▶ **Task statement**:
Answer these questions from the Segundo Llorente biography:
1. Who preceded Llorente as the 24th district's member of the Alaska House of Representatives?
2. In what year and at which Jesuit seminary did Llorente begin his novitiate?
3. To which city did his superiors recommend appointing him?

begin Provided passage

Member of the Alaska House of Representatives from the 24th district
- In office January 23, 1961 – January 27, 1963
- Preceded by: Axel C. Johnson
- Succeeded by: (as the 19th District) Axel C. Johnson

= Segundo Llorente =

American politician (1906–1989)

Segundo Llorente Villa (November 18, 1906 – January 26, 1989) was a Spanish Jesuit, philosopher and author who spent 40 years as a missionary among the Yup'ik in the most remote parts of Alaska. In 1960, he won a seat in the 2nd Alaska State Legislature as a write-in candidate, becoming the state's first Catholic priest elected to office, as well as one of two write-in candidates elected that year from rural Alaska. He wrote hundreds of essays and one dozen autobiographical books in Spanish and English about his life in Alaska. Llorente is called the "favorite son" of his hometown, Mansilla Mayor.

==Early life in Spain==

===Childhood and youth===
Segundo Llorente Villa was born on November 18, 1906, in Mansilla Mayor, a little town in the Province of León in northwestern Spain. He was the eldest of nine children in the family of Luis Llorente and Modesta Villa, who were farmers. When he was 13 years old, he entered the diocesan seminary of León. He felt called to the Society of Jesus and in 1923, at age 17, began his novitiate in the Jesuit seminary of Carrión de los Condes in the province of Palencia. This seminary would also educate his brother Amando, a Jesuit who became a teacher and mentor to Fidel Castro, and later was a chaplain and director of spiritual services for the U.S. Army in Miami.

===Missionary vocation===
During his novitiate years, Llorente's devotion to his chosen career solidified. Young and passionate, he became obsessed with the Territory of Alaska which, by his own accounts, was considered the most isolated, difficult, and challenging of all Catholic missions. His superiors recommended his appointment to a mission in Anqing, China, but he refused. Thus, he had to wait.

end Provided passage
begin Supplied entries

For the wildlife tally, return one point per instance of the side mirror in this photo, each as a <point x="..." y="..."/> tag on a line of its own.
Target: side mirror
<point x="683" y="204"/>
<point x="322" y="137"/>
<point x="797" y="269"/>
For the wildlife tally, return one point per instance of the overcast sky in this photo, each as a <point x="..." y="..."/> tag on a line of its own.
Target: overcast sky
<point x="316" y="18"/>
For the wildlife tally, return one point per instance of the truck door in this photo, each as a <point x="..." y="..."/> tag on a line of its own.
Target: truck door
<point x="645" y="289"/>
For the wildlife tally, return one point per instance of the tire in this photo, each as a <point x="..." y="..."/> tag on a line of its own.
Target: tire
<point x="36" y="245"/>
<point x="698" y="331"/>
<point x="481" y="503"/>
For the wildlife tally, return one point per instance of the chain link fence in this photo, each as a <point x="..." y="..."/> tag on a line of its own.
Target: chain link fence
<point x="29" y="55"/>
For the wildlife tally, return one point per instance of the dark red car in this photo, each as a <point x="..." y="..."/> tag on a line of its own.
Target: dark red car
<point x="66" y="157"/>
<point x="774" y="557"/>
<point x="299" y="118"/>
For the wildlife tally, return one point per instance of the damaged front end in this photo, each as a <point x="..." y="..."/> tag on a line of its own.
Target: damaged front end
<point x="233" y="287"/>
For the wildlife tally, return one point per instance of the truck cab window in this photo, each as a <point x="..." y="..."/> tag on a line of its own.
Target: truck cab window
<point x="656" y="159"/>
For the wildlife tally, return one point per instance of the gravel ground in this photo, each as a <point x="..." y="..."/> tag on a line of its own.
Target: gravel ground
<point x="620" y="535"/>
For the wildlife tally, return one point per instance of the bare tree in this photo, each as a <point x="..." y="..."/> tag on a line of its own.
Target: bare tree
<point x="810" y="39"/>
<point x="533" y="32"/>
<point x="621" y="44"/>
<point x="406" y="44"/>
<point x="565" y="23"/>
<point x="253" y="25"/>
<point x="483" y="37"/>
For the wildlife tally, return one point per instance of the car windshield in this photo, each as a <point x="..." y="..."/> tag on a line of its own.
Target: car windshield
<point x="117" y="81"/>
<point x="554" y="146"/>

end Supplied entries

▶ **Result of this task**:
1. Axel C. Johnson.
2. 1923, at the Jesuit seminary of Carrión de los Condes.
3. Anqing, China.